begin

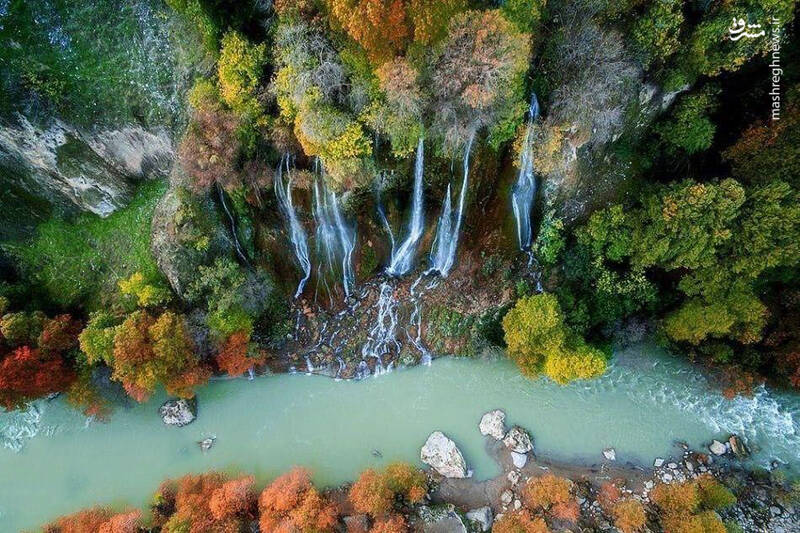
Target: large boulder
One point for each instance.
(493, 424)
(178, 412)
(518, 440)
(482, 517)
(443, 455)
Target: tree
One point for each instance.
(477, 75)
(291, 501)
(27, 374)
(539, 341)
(520, 522)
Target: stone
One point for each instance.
(738, 447)
(482, 517)
(519, 459)
(443, 455)
(493, 424)
(518, 440)
(178, 412)
(717, 448)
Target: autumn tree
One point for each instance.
(376, 492)
(477, 76)
(552, 495)
(291, 503)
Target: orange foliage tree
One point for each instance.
(291, 503)
(203, 503)
(552, 494)
(520, 522)
(375, 492)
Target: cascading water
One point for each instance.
(296, 232)
(335, 240)
(443, 254)
(403, 257)
(524, 191)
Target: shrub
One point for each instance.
(292, 502)
(520, 522)
(629, 516)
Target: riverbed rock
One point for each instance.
(178, 412)
(519, 459)
(493, 424)
(738, 447)
(443, 455)
(717, 448)
(518, 440)
(482, 517)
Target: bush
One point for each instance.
(539, 341)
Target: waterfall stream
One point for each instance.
(403, 257)
(335, 241)
(296, 232)
(524, 190)
(443, 254)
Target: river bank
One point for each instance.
(265, 426)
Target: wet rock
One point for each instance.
(518, 440)
(493, 424)
(178, 412)
(443, 455)
(738, 447)
(519, 459)
(717, 448)
(482, 517)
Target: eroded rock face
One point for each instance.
(482, 517)
(178, 412)
(518, 440)
(85, 170)
(493, 424)
(443, 455)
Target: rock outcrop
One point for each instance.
(178, 412)
(493, 424)
(443, 455)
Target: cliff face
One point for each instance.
(74, 169)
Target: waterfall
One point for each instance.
(335, 241)
(403, 257)
(443, 253)
(232, 221)
(524, 190)
(296, 232)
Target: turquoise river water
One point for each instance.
(54, 461)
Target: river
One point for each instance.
(55, 461)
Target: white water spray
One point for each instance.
(296, 232)
(403, 257)
(335, 240)
(443, 254)
(524, 190)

end

Can you rewrite the lines from the one containing "Target: wet rock" through the last line, giving only those lines with every "rock" changed to "stone" and nothing else altered?

### [Answer below]
Target: wet stone
One point for each instance.
(518, 440)
(493, 424)
(178, 412)
(443, 455)
(738, 447)
(519, 459)
(717, 448)
(482, 517)
Target: eroded stone face
One point for each instance.
(482, 517)
(178, 412)
(518, 440)
(85, 170)
(493, 424)
(443, 455)
Target: stone outcrop
One point for each instance.
(178, 412)
(493, 424)
(443, 455)
Target: cliff face
One point for each instance.
(74, 169)
Target: waterfall
One point for each instance.
(335, 241)
(403, 257)
(443, 253)
(232, 221)
(524, 190)
(296, 232)
Target: turquoise river water
One point for each instance.
(54, 461)
Target: river
One point for each instance.
(55, 461)
Target: white water spray
One point for each instance.
(296, 232)
(403, 257)
(335, 240)
(443, 254)
(524, 190)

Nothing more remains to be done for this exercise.